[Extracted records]
============

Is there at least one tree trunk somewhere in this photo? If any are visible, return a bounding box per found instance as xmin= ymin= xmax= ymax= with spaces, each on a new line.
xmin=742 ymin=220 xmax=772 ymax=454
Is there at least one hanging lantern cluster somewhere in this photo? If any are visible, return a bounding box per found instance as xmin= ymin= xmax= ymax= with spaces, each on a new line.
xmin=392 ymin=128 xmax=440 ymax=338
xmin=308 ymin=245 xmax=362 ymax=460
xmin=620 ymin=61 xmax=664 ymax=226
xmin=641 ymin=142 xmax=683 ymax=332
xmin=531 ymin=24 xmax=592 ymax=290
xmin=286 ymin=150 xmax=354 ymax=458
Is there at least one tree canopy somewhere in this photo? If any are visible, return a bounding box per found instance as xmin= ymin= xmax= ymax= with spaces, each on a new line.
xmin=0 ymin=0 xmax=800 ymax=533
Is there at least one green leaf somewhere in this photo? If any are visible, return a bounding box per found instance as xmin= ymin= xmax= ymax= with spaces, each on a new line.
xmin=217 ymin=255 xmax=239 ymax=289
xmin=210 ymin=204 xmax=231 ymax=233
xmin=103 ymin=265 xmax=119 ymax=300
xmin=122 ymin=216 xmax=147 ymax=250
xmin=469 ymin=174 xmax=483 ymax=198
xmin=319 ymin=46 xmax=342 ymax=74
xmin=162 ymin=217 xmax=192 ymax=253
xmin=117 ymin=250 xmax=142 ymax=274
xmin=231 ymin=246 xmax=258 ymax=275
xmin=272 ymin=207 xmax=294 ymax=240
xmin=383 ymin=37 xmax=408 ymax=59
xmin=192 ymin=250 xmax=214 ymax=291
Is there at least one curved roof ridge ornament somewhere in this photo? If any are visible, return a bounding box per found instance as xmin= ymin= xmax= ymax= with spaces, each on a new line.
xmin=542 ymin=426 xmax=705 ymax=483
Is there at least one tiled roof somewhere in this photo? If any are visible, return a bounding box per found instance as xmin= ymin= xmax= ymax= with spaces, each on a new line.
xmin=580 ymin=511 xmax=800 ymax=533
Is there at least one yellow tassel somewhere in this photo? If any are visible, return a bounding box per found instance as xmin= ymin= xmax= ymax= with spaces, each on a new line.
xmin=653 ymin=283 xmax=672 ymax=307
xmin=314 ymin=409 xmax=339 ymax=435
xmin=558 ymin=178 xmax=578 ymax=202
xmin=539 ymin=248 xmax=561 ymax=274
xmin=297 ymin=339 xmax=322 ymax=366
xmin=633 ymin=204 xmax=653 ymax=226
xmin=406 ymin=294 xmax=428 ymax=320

============

◆ EXERCISE AIM
Give back all of the items above word for word, each on its own line and in the same order.

◆ EXPECTED ANSWER
Is there at least one tree trunk somewhere in this photo? If any are visible, return a bounding box per found instance as xmin= ymin= xmax= ymax= with spaces, each on a new line.
xmin=742 ymin=220 xmax=772 ymax=454
Is there at least one hanging lantern cluster somewhere in this photo? If any are visible, return a bounding box per found instance as xmin= ymin= xmax= ymax= with spaces, each on a new line.
xmin=392 ymin=128 xmax=440 ymax=338
xmin=308 ymin=245 xmax=362 ymax=460
xmin=620 ymin=61 xmax=664 ymax=226
xmin=641 ymin=142 xmax=683 ymax=332
xmin=531 ymin=24 xmax=592 ymax=290
xmin=286 ymin=150 xmax=354 ymax=458
Is there at least one tree canopy somewhere in this photo? If any are visible, return a bounding box per found instance as xmin= ymin= xmax= ymax= with spaces, each on a new line.
xmin=0 ymin=0 xmax=800 ymax=533
Is there at least one green leaf somewhere in this photo? If any are visible, return a bounding box per found instance as xmin= ymin= xmax= ymax= with spaces, each on a new line.
xmin=217 ymin=255 xmax=239 ymax=289
xmin=210 ymin=204 xmax=231 ymax=233
xmin=103 ymin=265 xmax=119 ymax=300
xmin=122 ymin=216 xmax=147 ymax=250
xmin=469 ymin=174 xmax=483 ymax=198
xmin=319 ymin=46 xmax=342 ymax=74
xmin=162 ymin=217 xmax=192 ymax=253
xmin=117 ymin=250 xmax=142 ymax=274
xmin=231 ymin=246 xmax=258 ymax=275
xmin=272 ymin=207 xmax=294 ymax=240
xmin=383 ymin=37 xmax=408 ymax=59
xmin=192 ymin=250 xmax=214 ymax=291
Is there at least one curved roof ridge ornament somewhere in this photo? If any are visible, return a bounding box per found instance as xmin= ymin= xmax= ymax= with spaces, each on a new line.
xmin=542 ymin=426 xmax=705 ymax=483
Is there at least one tiled roof somewhere in this photo? If any are visible, return a bounding box per found instance as xmin= ymin= xmax= ymax= with spaces, each on a new line.
xmin=580 ymin=511 xmax=800 ymax=533
Is there at least one yellow tassel somewhere in this photo? If any are visible, return a bounding box per found instance as xmin= ymin= xmax= ymax= with spaces, each on a new line.
xmin=653 ymin=283 xmax=672 ymax=307
xmin=314 ymin=409 xmax=339 ymax=435
xmin=558 ymin=178 xmax=578 ymax=202
xmin=539 ymin=248 xmax=561 ymax=274
xmin=297 ymin=339 xmax=322 ymax=366
xmin=633 ymin=204 xmax=653 ymax=226
xmin=406 ymin=294 xmax=428 ymax=320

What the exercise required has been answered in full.